"""

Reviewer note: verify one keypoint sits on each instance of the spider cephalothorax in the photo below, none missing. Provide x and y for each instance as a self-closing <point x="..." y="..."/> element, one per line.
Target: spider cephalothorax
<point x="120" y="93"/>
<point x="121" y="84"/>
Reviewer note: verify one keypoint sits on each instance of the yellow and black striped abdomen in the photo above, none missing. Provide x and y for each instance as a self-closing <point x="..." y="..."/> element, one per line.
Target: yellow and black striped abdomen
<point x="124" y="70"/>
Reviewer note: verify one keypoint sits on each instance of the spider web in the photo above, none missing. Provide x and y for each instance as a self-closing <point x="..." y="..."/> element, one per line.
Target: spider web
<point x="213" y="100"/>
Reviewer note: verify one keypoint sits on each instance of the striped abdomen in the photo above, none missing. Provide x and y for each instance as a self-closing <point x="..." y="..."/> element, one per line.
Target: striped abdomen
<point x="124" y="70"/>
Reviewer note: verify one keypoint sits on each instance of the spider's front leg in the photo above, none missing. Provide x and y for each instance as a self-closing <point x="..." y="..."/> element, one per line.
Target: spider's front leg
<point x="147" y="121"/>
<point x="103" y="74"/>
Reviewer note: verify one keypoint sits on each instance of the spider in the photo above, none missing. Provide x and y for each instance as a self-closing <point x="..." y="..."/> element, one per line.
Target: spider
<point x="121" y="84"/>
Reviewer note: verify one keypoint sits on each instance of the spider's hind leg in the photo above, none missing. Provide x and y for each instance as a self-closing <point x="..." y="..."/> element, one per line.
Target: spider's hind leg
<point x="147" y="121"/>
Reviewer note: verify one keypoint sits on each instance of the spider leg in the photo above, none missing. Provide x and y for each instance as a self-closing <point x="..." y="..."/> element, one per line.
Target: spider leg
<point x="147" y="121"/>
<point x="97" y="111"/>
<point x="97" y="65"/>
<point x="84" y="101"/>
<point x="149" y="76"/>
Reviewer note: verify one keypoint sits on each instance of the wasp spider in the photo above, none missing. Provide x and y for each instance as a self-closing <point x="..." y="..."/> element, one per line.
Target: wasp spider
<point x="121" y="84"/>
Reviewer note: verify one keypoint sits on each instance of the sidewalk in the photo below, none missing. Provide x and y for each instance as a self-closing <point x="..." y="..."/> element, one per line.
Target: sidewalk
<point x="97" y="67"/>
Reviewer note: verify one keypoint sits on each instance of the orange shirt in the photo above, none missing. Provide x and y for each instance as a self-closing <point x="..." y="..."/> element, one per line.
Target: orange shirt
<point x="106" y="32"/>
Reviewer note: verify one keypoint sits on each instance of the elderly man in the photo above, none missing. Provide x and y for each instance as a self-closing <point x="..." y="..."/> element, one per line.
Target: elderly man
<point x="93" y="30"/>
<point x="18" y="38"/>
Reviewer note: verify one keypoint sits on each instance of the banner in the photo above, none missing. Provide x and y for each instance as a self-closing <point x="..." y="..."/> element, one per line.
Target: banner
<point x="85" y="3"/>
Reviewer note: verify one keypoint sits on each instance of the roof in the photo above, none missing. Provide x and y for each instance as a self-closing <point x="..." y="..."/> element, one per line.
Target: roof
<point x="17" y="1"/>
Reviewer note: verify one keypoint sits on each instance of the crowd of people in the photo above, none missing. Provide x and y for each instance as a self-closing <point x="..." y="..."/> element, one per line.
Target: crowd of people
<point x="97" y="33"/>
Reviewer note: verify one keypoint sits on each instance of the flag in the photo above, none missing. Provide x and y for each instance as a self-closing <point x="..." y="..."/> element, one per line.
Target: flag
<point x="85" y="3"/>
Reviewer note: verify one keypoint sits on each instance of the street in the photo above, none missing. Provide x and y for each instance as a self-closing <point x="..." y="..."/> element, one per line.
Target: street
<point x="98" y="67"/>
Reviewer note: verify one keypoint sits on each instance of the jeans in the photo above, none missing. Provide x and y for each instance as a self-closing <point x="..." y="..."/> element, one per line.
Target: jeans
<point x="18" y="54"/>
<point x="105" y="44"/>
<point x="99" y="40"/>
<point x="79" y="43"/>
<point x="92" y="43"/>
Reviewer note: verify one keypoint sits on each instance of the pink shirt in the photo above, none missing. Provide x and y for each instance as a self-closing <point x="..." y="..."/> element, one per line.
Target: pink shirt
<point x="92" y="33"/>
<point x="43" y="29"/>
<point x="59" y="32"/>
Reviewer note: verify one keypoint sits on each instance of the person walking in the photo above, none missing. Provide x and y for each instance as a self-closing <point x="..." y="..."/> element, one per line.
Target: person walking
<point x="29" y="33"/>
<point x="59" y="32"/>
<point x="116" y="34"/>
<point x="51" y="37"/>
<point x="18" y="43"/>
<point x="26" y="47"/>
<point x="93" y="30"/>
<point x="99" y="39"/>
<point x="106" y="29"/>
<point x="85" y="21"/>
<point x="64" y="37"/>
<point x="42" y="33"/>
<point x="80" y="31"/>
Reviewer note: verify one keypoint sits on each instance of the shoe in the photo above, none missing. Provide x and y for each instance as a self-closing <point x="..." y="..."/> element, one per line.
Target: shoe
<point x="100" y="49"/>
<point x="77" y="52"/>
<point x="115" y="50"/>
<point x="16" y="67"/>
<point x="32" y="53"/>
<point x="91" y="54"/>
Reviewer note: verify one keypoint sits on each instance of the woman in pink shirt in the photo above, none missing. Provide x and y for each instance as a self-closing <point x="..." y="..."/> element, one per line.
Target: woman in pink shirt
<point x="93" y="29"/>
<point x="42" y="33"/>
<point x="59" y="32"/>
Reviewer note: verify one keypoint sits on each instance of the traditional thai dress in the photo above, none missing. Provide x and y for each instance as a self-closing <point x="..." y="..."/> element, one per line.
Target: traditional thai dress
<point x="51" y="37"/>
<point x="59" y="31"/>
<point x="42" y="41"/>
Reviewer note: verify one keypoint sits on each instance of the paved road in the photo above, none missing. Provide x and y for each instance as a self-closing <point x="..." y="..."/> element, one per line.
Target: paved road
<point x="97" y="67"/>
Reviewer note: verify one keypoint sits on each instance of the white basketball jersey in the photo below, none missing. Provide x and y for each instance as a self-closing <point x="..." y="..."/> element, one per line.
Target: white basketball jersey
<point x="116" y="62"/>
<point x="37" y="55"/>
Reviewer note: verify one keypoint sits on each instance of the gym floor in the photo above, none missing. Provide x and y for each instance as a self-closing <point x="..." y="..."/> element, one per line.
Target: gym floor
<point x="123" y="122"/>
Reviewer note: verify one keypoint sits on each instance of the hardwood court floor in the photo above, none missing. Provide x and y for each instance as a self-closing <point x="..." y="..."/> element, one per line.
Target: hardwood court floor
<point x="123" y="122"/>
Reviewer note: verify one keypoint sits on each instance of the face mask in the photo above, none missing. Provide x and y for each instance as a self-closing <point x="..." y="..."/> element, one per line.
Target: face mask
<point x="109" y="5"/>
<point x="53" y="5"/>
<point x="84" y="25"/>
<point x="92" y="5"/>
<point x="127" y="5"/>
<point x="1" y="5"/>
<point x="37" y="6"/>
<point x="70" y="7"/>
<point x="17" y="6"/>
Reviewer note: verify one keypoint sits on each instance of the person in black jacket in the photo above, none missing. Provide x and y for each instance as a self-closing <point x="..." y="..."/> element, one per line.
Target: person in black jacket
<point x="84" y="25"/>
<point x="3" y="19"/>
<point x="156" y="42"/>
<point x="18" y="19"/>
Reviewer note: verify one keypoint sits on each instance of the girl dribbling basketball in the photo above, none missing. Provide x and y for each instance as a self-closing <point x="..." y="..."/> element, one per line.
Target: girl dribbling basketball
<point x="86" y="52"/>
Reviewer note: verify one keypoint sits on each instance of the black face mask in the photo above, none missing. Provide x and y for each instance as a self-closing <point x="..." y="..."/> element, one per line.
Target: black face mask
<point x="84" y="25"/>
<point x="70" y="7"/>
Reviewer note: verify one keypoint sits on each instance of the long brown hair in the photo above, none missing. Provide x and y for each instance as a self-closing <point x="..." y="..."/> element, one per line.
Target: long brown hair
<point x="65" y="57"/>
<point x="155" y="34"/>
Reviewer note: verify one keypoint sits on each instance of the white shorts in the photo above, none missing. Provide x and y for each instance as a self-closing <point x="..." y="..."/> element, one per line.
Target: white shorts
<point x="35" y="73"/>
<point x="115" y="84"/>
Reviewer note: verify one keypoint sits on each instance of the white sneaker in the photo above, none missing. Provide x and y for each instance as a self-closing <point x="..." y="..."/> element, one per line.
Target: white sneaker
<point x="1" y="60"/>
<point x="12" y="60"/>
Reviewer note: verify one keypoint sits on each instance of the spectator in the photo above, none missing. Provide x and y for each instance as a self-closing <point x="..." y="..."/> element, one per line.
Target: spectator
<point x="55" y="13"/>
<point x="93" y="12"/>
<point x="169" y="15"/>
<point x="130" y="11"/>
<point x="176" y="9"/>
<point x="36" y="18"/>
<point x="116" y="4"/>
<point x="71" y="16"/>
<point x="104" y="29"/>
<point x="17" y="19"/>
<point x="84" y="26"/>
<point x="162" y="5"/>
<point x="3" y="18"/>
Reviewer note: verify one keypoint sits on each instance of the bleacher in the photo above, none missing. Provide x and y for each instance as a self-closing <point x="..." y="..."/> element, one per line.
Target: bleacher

"""

Make an exact copy of every line from the one with "the white shorts" to the end of the data, with the first and last of those lines included.

Reviewer note: verify one keypoint sits on each instance of the white shorts in the photo above, none missing. Provide x and y for each instance as a self-closing <point x="..." y="..."/> element, one per line.
Target: white shorts
<point x="35" y="73"/>
<point x="115" y="84"/>
Reviewer note: verify one keypoint sits on each instance of the white sneaker in the photo above, none missing. Provide x and y for each instance as a self-closing <point x="..." y="..."/> element, one per line.
Target: white sneaker
<point x="1" y="60"/>
<point x="12" y="60"/>
Reviewer note: verify one keypoint sits on each instance of the spectator in the photo above, none missing. Provide x and y for each instance as a self-closing <point x="..." y="..."/> element, one per line.
Target: spectator
<point x="55" y="13"/>
<point x="93" y="12"/>
<point x="169" y="15"/>
<point x="130" y="11"/>
<point x="176" y="9"/>
<point x="36" y="18"/>
<point x="116" y="4"/>
<point x="71" y="16"/>
<point x="104" y="29"/>
<point x="17" y="19"/>
<point x="84" y="26"/>
<point x="162" y="5"/>
<point x="3" y="18"/>
Reviewer note: verify one keypoint sits on each instance of the bleacher in the photo above, none missing. Provide x and y for each instance as a self-closing <point x="..." y="..."/> element, one per line.
Target: bleacher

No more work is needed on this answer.